● List of tasks:
#1 In the passage about the Jewish center's Torah, at which school does Paola Epstein teach?
#2 Return the stretch of the Torah passage from "Paola Epstein, a" through "its religion better.".
#3 Carry the passage about the Jewish center's Torah further, starting after its last sentence.
**** Text section
Charytan said the Torah is important because the knowledge it contains is what ties the community together.
“The letters of the Torah, which is what links all Jews, and links the Jewish people to God and his commandments, in other words, the letters representing the Jewish people — these will remain forever,” Charytan said.
Paola Epstein, a teacher at Dawson County High School who lives in Holly Springs, said Sunday was an important day for her as a Jew, but it was also a defining moment for the center.
“It’s one of the most important moments for a Jewish community,” Epstein said.
Epstein said when the Jewish center gets the entire handwritten Torah back after the scribe in Israel finishes a year from now, her community will be able to learn about its religion better.
“The Torah contains the laws and ways of living for Jewish people,” Epstein said. “When you have your own Torah, you really are a community, and you can gather and study and learn how to become a better Jew.”
********
**** Material
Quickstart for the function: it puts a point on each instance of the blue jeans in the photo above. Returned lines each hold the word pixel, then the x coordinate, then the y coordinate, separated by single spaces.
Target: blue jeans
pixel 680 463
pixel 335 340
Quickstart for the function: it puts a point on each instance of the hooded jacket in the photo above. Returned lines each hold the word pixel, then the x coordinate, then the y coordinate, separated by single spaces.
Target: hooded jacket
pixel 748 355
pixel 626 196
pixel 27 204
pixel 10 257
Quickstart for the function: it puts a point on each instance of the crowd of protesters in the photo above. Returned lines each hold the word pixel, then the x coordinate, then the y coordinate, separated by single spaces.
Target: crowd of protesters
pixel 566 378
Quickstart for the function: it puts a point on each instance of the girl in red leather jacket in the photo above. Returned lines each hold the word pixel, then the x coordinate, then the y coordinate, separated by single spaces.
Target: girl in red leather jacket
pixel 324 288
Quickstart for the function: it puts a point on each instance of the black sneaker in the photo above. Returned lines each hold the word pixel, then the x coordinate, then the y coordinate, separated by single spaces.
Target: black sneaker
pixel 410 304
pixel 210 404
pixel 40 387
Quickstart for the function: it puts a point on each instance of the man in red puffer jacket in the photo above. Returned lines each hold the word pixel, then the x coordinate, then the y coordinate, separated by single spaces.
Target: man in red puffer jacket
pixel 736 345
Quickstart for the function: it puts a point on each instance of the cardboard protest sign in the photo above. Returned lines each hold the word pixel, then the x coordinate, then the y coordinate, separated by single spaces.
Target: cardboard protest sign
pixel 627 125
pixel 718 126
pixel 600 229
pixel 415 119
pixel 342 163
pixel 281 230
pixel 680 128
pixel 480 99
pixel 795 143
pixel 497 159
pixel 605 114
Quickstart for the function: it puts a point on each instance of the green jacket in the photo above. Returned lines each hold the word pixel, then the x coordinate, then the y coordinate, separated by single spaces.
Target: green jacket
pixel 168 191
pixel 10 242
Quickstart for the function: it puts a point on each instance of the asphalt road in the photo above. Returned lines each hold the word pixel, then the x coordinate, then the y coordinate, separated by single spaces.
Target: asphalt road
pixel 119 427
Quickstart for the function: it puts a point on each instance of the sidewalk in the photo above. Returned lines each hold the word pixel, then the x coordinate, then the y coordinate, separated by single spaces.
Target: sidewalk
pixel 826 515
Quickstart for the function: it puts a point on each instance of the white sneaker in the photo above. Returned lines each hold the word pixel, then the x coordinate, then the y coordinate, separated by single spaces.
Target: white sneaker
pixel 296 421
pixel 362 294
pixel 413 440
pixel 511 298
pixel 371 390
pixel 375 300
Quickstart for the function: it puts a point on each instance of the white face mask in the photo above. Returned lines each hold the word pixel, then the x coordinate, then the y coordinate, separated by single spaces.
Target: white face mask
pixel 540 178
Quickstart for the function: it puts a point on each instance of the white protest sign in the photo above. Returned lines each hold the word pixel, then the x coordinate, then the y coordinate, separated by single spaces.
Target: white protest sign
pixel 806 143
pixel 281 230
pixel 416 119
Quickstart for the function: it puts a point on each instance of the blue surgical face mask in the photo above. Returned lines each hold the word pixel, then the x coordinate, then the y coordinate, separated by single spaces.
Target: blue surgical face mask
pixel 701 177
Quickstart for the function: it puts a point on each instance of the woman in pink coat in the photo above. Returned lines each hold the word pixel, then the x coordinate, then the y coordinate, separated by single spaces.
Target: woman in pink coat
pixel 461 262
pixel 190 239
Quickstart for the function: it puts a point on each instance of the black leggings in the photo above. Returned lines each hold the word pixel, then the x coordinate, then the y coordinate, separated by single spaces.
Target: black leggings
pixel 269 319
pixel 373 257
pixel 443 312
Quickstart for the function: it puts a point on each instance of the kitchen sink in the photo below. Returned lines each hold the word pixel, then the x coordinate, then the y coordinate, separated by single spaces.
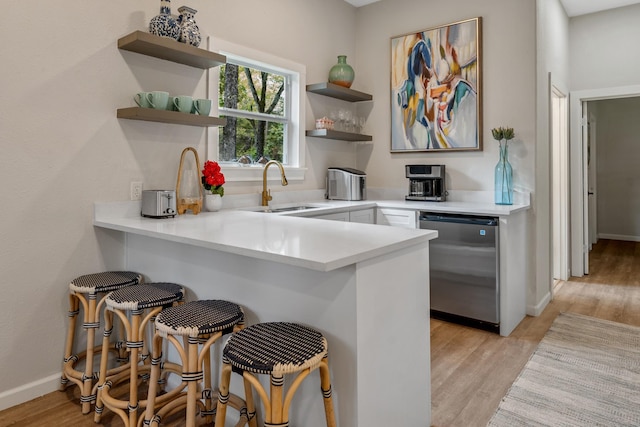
********
● Task answers:
#1 Dawson County High School

#2
Paola Epstein, a teacher at Dawson County High School who lives in Holly Springs, said Sunday was an important day for her as a Jew, but it was also a defining moment for the center.
“It’s one of the most important moments for a Jewish community,” Epstein said.
Epstein said when the Jewish center gets the entire handwritten Torah back after the scribe in Israel finishes a year from now, her community will be able to learn about its religion better.

#3
Olens said the celebration was an important one for Cobb’s Jewish community, which he said is growing.
“I couldn’t have asked our community in Cobb to have been any more open to me, and they know I’m Jewish and they have always from the very beginning treated me with respect, so my experience has been fantastic. … Cobb’s been very welcoming. Unfortunately that same welcoming isn’t found elsewhere,” Olens said.
Charytan said he was proud to be able to bring the Jewish community together around its own Torah.
“What makes this community Torah so special is because through writing this Torah we are going to be bringing blessings to our entire community, and to the entire west Cobb and KSU area,” Charytan said.